## Dataset records
───
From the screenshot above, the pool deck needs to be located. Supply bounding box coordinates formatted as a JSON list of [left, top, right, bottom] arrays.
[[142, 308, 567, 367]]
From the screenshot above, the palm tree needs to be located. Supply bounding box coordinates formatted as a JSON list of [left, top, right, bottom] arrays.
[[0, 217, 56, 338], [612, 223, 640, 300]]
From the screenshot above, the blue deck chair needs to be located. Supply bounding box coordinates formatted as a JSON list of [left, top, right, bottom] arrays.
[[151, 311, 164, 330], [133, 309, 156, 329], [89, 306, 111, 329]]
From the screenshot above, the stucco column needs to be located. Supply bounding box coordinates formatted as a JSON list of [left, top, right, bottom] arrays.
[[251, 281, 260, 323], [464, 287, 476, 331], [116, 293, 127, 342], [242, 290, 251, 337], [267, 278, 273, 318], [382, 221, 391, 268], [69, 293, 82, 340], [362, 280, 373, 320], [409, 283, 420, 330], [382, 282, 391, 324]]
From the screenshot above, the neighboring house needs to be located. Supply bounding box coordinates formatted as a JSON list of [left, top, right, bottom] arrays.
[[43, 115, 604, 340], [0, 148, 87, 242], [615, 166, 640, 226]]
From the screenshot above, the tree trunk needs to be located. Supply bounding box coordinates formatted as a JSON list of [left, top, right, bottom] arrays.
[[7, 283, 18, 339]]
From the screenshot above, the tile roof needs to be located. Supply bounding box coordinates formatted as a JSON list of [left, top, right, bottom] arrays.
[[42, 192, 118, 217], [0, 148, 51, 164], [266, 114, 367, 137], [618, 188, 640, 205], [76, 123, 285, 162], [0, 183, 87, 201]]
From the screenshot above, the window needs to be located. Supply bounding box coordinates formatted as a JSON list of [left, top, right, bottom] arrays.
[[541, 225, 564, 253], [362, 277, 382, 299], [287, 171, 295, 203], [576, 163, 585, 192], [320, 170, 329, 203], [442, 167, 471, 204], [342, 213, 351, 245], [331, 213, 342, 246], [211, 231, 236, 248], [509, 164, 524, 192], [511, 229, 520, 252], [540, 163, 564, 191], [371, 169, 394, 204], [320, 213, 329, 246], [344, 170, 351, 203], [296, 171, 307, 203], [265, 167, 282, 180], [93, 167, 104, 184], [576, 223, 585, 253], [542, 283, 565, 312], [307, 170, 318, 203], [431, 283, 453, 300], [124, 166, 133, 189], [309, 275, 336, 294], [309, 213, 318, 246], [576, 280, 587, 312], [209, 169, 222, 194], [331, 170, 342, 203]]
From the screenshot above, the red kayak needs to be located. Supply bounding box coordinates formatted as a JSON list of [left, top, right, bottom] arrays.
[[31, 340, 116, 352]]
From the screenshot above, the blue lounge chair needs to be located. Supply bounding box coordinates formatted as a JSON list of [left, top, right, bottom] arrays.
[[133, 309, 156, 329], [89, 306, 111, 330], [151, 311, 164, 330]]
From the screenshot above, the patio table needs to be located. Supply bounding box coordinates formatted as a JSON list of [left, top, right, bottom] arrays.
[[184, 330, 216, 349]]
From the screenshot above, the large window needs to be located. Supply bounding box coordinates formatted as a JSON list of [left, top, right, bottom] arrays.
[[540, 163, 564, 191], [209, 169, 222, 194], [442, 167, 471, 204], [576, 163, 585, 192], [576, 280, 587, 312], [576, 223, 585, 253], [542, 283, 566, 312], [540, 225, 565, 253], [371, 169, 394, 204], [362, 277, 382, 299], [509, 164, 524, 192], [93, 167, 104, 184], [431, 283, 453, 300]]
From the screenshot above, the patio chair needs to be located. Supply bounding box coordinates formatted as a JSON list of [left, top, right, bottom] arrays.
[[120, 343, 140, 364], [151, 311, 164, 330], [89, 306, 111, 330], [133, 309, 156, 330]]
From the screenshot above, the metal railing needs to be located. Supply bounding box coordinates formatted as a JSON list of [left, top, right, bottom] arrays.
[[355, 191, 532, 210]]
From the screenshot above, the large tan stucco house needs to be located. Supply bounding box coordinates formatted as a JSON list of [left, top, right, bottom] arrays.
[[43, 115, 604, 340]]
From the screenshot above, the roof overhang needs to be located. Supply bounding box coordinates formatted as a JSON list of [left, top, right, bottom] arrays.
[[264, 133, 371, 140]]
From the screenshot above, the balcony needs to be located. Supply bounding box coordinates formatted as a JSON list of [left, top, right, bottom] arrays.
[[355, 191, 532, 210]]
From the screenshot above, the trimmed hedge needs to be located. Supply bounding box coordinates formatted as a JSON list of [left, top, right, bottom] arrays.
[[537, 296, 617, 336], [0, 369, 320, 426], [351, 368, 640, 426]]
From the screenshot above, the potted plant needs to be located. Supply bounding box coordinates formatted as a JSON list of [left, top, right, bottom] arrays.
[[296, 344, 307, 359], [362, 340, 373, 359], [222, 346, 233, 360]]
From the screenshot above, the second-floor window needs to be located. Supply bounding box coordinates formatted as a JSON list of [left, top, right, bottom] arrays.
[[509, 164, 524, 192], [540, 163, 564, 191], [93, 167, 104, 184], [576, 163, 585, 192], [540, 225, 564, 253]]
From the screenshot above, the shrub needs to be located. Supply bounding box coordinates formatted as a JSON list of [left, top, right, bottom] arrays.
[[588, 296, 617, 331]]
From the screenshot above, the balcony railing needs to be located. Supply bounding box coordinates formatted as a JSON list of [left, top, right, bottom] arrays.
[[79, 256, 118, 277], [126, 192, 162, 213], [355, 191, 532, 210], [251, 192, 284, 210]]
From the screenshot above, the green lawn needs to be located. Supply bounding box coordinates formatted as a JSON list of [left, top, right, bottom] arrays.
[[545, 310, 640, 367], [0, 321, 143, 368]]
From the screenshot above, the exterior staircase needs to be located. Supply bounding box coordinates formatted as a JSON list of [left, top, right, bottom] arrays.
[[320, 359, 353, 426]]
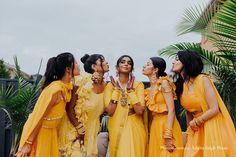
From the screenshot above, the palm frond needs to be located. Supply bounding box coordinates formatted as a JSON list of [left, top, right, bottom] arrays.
[[159, 43, 225, 66], [177, 2, 219, 35], [13, 56, 21, 79]]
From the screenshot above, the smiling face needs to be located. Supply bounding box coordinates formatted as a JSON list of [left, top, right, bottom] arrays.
[[172, 55, 184, 73], [116, 57, 133, 74], [92, 58, 109, 73], [142, 59, 157, 76], [73, 60, 80, 76]]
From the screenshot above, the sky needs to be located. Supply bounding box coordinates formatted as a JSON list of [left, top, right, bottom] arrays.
[[0, 0, 210, 81]]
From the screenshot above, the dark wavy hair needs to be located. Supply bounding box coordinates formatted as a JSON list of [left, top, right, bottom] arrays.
[[116, 55, 134, 72], [42, 52, 74, 89], [80, 54, 105, 74], [150, 57, 167, 77], [175, 50, 203, 98]]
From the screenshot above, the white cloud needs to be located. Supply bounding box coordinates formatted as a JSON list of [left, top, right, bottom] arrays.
[[0, 0, 209, 80]]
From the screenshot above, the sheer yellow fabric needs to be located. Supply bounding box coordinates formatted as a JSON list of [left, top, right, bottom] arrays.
[[104, 82, 147, 157], [18, 81, 72, 157], [181, 75, 236, 157], [145, 77, 183, 157], [59, 74, 105, 157]]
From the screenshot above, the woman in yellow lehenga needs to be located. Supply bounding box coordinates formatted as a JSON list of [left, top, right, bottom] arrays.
[[172, 50, 236, 157], [143, 57, 183, 157], [104, 55, 147, 157], [17, 53, 79, 157], [59, 54, 109, 157]]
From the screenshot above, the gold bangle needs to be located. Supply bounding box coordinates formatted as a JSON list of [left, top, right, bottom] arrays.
[[25, 140, 33, 145], [194, 117, 204, 126], [163, 127, 173, 139], [111, 100, 118, 104]]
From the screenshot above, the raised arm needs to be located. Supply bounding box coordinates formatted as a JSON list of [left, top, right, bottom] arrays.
[[17, 91, 62, 157]]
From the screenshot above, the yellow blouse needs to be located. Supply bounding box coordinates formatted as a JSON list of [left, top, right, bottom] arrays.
[[144, 76, 176, 113]]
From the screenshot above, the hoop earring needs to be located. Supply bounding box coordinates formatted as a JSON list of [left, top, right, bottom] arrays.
[[116, 71, 119, 77]]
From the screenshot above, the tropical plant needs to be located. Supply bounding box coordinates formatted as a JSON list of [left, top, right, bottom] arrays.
[[0, 57, 41, 156], [159, 0, 236, 121], [0, 59, 10, 78]]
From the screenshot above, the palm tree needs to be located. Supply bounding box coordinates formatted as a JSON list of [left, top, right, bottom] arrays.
[[0, 57, 41, 156], [159, 0, 236, 122]]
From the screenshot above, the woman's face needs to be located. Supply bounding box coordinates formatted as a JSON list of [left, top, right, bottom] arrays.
[[142, 59, 154, 76], [172, 55, 184, 73], [93, 58, 109, 73], [116, 57, 132, 73], [73, 60, 80, 76]]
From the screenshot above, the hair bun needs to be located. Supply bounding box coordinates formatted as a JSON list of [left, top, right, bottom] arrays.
[[80, 54, 90, 64]]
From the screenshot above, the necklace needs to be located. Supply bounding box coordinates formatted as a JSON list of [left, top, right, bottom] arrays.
[[149, 86, 157, 98], [118, 80, 127, 107]]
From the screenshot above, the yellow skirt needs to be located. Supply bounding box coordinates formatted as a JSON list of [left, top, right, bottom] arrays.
[[109, 114, 147, 157], [148, 114, 183, 157], [30, 120, 60, 157], [184, 113, 236, 157]]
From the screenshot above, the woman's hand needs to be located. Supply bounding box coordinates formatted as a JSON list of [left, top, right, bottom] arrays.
[[92, 71, 103, 84], [110, 76, 121, 89], [76, 133, 85, 145], [127, 75, 135, 91], [16, 143, 32, 157], [165, 138, 176, 152], [189, 119, 199, 131]]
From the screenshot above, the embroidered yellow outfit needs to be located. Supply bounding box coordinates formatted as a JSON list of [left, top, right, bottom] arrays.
[[145, 76, 183, 157], [18, 81, 72, 157], [104, 82, 147, 157], [59, 73, 104, 157], [181, 75, 236, 157]]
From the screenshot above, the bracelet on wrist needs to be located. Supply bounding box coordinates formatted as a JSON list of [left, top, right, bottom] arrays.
[[25, 140, 33, 145]]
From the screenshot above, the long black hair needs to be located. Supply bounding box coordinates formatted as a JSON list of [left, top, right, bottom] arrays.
[[42, 52, 75, 89], [116, 55, 134, 72], [150, 57, 167, 77], [80, 54, 105, 74], [175, 50, 203, 98]]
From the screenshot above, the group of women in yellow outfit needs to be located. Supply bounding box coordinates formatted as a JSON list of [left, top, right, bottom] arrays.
[[17, 50, 236, 157]]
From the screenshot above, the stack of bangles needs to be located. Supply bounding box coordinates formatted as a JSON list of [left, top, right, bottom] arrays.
[[25, 140, 33, 145], [111, 88, 121, 104], [163, 127, 173, 139], [75, 123, 85, 135], [193, 117, 204, 127]]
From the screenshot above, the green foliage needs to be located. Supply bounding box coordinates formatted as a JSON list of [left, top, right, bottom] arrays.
[[0, 57, 41, 154]]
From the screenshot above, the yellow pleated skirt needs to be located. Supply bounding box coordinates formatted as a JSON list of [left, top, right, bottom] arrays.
[[148, 114, 184, 157]]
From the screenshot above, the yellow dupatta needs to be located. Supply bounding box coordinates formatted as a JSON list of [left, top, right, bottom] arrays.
[[198, 75, 236, 157], [19, 81, 72, 150]]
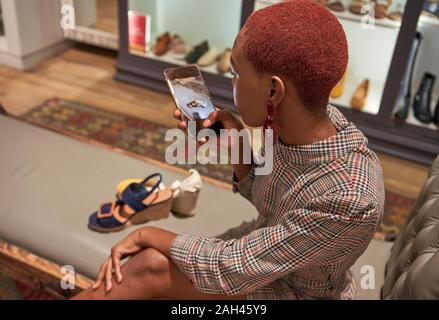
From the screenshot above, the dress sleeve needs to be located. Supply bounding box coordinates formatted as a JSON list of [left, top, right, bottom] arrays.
[[232, 166, 255, 202], [171, 191, 380, 295]]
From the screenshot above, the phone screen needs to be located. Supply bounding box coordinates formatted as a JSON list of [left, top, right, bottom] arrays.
[[164, 65, 215, 121]]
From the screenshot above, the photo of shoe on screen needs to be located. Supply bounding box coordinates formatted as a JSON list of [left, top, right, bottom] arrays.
[[164, 66, 215, 121]]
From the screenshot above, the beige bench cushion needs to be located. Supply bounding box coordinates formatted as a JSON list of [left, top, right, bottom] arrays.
[[0, 116, 256, 277], [0, 116, 391, 299]]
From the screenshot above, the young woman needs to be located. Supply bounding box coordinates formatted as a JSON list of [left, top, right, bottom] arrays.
[[76, 0, 384, 299]]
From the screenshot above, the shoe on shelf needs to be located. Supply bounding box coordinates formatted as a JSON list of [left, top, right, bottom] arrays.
[[185, 40, 209, 64], [351, 79, 370, 111], [152, 32, 171, 56], [374, 0, 392, 19], [423, 0, 439, 18], [169, 34, 187, 60], [388, 3, 404, 21], [197, 48, 219, 67], [348, 0, 370, 15], [169, 169, 203, 217], [326, 0, 346, 12], [331, 70, 348, 99], [393, 32, 422, 120], [413, 72, 436, 123], [116, 169, 203, 217], [88, 173, 173, 232], [388, 11, 403, 21], [216, 48, 232, 74]]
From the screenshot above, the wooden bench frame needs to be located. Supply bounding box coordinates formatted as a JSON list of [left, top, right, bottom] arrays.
[[0, 240, 93, 299]]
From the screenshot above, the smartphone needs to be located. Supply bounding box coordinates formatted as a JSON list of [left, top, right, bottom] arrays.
[[163, 65, 223, 135]]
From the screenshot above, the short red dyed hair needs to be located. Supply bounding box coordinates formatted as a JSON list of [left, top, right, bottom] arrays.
[[240, 0, 348, 109]]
───
## Task statement
Copy the records from the line with "From the screenshot above, the patio table" up to and including the line with "[[184, 330, 216, 349]]", swapping "patio table" for "garden table" and keeping everything else the same.

## Exercise solution
From the screenshot above, the garden table needs to be located. Supply bounding box coordinates formatted as a JSON list of [left, top, right, bottom] arrays.
[[184, 330, 216, 349]]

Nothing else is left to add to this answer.